Stored rows:
——

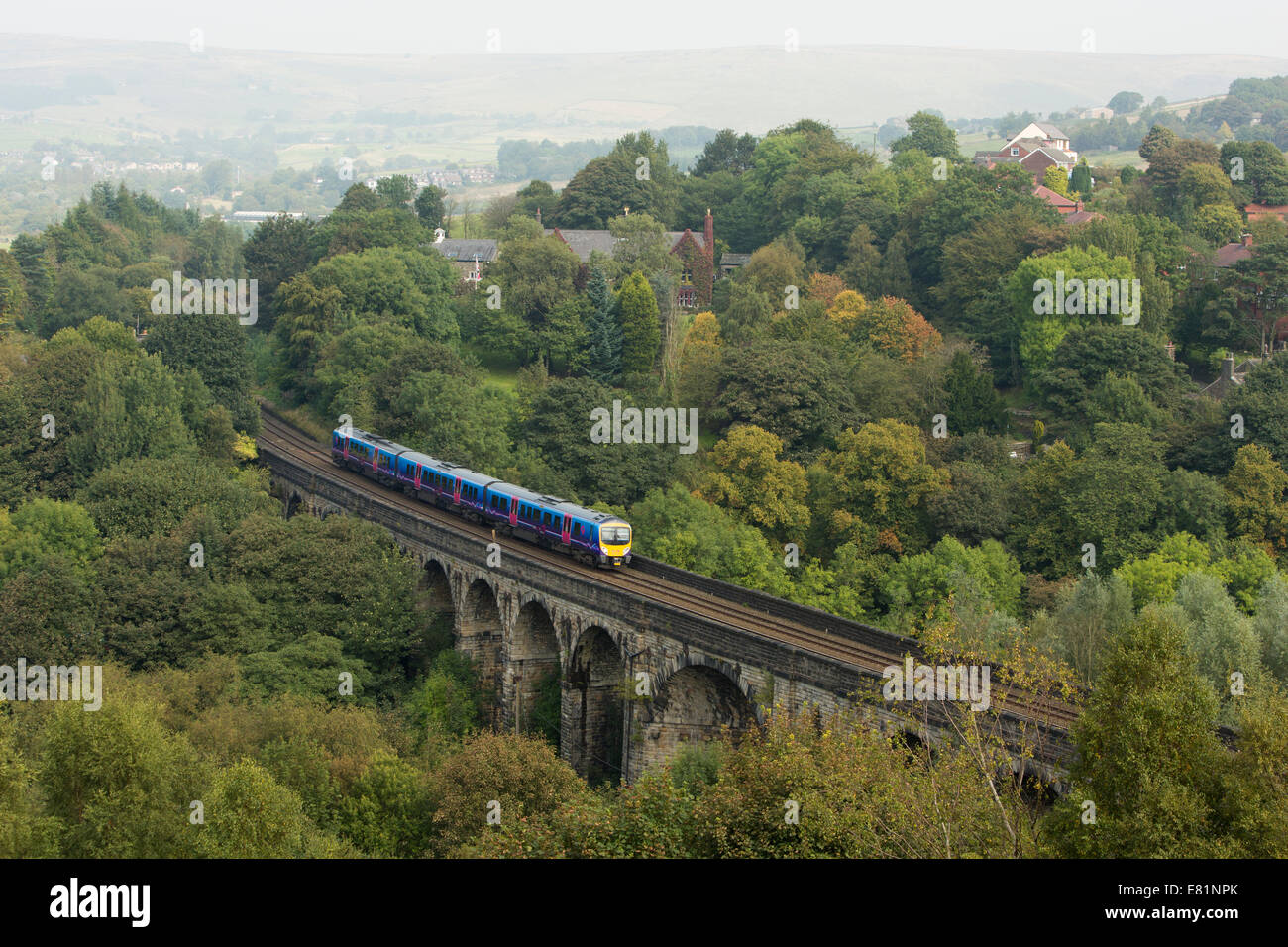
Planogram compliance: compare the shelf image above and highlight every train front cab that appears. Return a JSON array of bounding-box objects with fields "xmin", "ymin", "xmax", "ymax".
[
  {"xmin": 331, "ymin": 428, "xmax": 376, "ymax": 472},
  {"xmin": 596, "ymin": 519, "xmax": 631, "ymax": 566}
]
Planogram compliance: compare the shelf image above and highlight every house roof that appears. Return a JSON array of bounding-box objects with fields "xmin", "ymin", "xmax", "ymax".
[
  {"xmin": 430, "ymin": 237, "xmax": 497, "ymax": 263},
  {"xmin": 1216, "ymin": 240, "xmax": 1252, "ymax": 266},
  {"xmin": 1033, "ymin": 184, "xmax": 1078, "ymax": 210},
  {"xmin": 1033, "ymin": 121, "xmax": 1069, "ymax": 142},
  {"xmin": 1064, "ymin": 210, "xmax": 1105, "ymax": 224},
  {"xmin": 545, "ymin": 227, "xmax": 618, "ymax": 263},
  {"xmin": 666, "ymin": 231, "xmax": 707, "ymax": 250},
  {"xmin": 545, "ymin": 227, "xmax": 705, "ymax": 263}
]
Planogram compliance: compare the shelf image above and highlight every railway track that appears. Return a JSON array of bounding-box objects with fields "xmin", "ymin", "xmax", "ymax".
[{"xmin": 259, "ymin": 404, "xmax": 1079, "ymax": 730}]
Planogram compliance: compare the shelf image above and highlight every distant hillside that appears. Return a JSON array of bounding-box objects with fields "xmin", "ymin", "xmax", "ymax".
[{"xmin": 0, "ymin": 35, "xmax": 1288, "ymax": 141}]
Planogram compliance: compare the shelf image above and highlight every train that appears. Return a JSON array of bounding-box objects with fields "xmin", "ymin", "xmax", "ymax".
[{"xmin": 331, "ymin": 428, "xmax": 632, "ymax": 569}]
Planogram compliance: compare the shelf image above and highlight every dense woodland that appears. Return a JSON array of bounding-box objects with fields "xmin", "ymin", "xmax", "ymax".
[{"xmin": 0, "ymin": 105, "xmax": 1288, "ymax": 857}]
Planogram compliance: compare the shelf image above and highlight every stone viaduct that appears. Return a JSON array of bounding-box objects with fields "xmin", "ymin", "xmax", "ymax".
[{"xmin": 261, "ymin": 440, "xmax": 1066, "ymax": 784}]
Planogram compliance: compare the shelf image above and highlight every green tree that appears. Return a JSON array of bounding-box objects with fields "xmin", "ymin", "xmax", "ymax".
[
  {"xmin": 617, "ymin": 271, "xmax": 662, "ymax": 373},
  {"xmin": 699, "ymin": 425, "xmax": 810, "ymax": 539},
  {"xmin": 890, "ymin": 111, "xmax": 961, "ymax": 163},
  {"xmin": 1050, "ymin": 609, "xmax": 1227, "ymax": 858},
  {"xmin": 587, "ymin": 266, "xmax": 622, "ymax": 385}
]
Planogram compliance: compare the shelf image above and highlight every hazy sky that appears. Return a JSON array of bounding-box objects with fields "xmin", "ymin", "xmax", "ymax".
[{"xmin": 10, "ymin": 0, "xmax": 1288, "ymax": 58}]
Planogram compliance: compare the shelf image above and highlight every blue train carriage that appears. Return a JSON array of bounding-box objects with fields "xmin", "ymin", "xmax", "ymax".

——

Problem to solve: Please repeat all the entries, substituting "photo" for "shelf image" and changing nothing else. Leave the pictures out.

Solution to this problem:
Planogram compliance: compare the photo above and highlight every train front cab that appears. Return a JSON array of bounding-box objects with fields "xmin", "ymin", "xmax", "ymax".
[
  {"xmin": 331, "ymin": 428, "xmax": 376, "ymax": 472},
  {"xmin": 596, "ymin": 519, "xmax": 631, "ymax": 566}
]
Planogram compliance: compare the photo above and highlight every house roof that appears. Return a JSON array of bounding-box objects with fields "xmin", "ymin", "xmax", "ymax".
[
  {"xmin": 430, "ymin": 237, "xmax": 497, "ymax": 263},
  {"xmin": 1216, "ymin": 240, "xmax": 1252, "ymax": 266},
  {"xmin": 1033, "ymin": 184, "xmax": 1078, "ymax": 210},
  {"xmin": 1033, "ymin": 121, "xmax": 1069, "ymax": 142},
  {"xmin": 1064, "ymin": 210, "xmax": 1105, "ymax": 224},
  {"xmin": 545, "ymin": 227, "xmax": 618, "ymax": 263},
  {"xmin": 666, "ymin": 231, "xmax": 707, "ymax": 250},
  {"xmin": 545, "ymin": 227, "xmax": 705, "ymax": 263}
]
Planogram compliance: compare the photo above and highlight every railway track that appears. Return a JSON array of bounding-box objects with fields "xmin", "ymin", "xmax", "ymax".
[{"xmin": 259, "ymin": 404, "xmax": 1079, "ymax": 730}]
Planogram compliance: compare the photo above and highlight every distant hillside that appears. Return a JSON array of bounding-box objects with fields "xmin", "ymin", "xmax", "ymax".
[{"xmin": 0, "ymin": 35, "xmax": 1288, "ymax": 141}]
Planogram compliance: compare the photo above and highlight every train that appears. Return a JSON array of bounding-box objects with fields "xmin", "ymin", "xmax", "ymax".
[{"xmin": 331, "ymin": 428, "xmax": 632, "ymax": 569}]
Planogram compliance: compare the photo above and highlight every dense woodland that appears. Return a JSON array of bounding-box objects with fields "xmin", "ymin", "xmax", "ymax".
[{"xmin": 0, "ymin": 105, "xmax": 1288, "ymax": 857}]
Planogram compliance: compare the photo above and highlight every stone viaduct that appears. Return a JSON array of bounding-box objects with fields "xmin", "ymin", "xmax", "ymax".
[{"xmin": 261, "ymin": 440, "xmax": 1066, "ymax": 784}]
Planogram compliance: compare the photo above and highlight every green tree that appears. Return a JSON array of bounding-box objects with fields "xmin", "ymin", "xmax", "ymax".
[
  {"xmin": 617, "ymin": 271, "xmax": 662, "ymax": 373},
  {"xmin": 699, "ymin": 425, "xmax": 810, "ymax": 539},
  {"xmin": 890, "ymin": 111, "xmax": 961, "ymax": 163},
  {"xmin": 1050, "ymin": 609, "xmax": 1227, "ymax": 858},
  {"xmin": 587, "ymin": 266, "xmax": 622, "ymax": 385}
]
Planogram compliance: compare the photo above and highlight every hazy sky that appears. Return a JSON array of bounding-box objects with fields "xmin", "ymin", "xmax", "ymax".
[{"xmin": 10, "ymin": 0, "xmax": 1288, "ymax": 58}]
Planogram compliance: compare the photo above and highlight every blue train carriage that appears. Return a JSON array of bounding-box objects with fields "xmin", "ymin", "xmax", "ymax".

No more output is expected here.